**Source extract**
This approach is a "visualization of proper time" by visualizing the spacetime-diagram of a light-clock,.

My interactive Desmos application has some features that can be turned on: "simultaneity" and "time dilation" and "doppler".

"Simultaneity" is identified by the spacelike diagonal of the observer diamonds.

I'll address your added questions below this diagram.
Note that the traveler in the diagram has, by counting diamonds,

• speed = (4/5)c = 0.8c, there and back.

• the time-dilation factor $\gamma =\ 5/3 $.
  Hence, (5)=(5/3)(3) along RED's simultaneity (your "S")
  and (3)=(5/3)(9/5)=(5/3)(1.8) along BLUE's simultaneity (your "outbound O").
  --Refer to the diagram above.--

• Doppler factor $k=3$, which is associated with the stretching of the diamonds, by a factor 3 in forward direction and by 1/3 in the other direction.
  Follow the worldlines of light-rays along the light-cones.
  

---

There is an important subtlety involving such "videos":
one needs to distinguish

• "simultaneity of distant events" (the "assignment of t-coordinates" done by each observer using radar-measurements or a line of distant clocks associated with the observer) following the lines parallel to the clock's spacelike diamond-diagonals. This involves "time-dilation". This is essentially "map making".
• "visual appearance" (the "seeing" done by each observer using light-signals that are received on that observer's worldline) following lines along the light-cones (along 45-degree lines, the diamond-edges). This involves the "Doppler effect". This is essentially "viewing a movie [of light-rays striking your eye or film]".

**Given information**
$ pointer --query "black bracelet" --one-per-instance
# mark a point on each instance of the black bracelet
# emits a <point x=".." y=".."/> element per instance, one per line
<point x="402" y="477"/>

**Required action**
Please answer from the light-clock text: what is identified by the spacelike diagonal of the observer diamonds?

**Solved problem**
Simultaneity.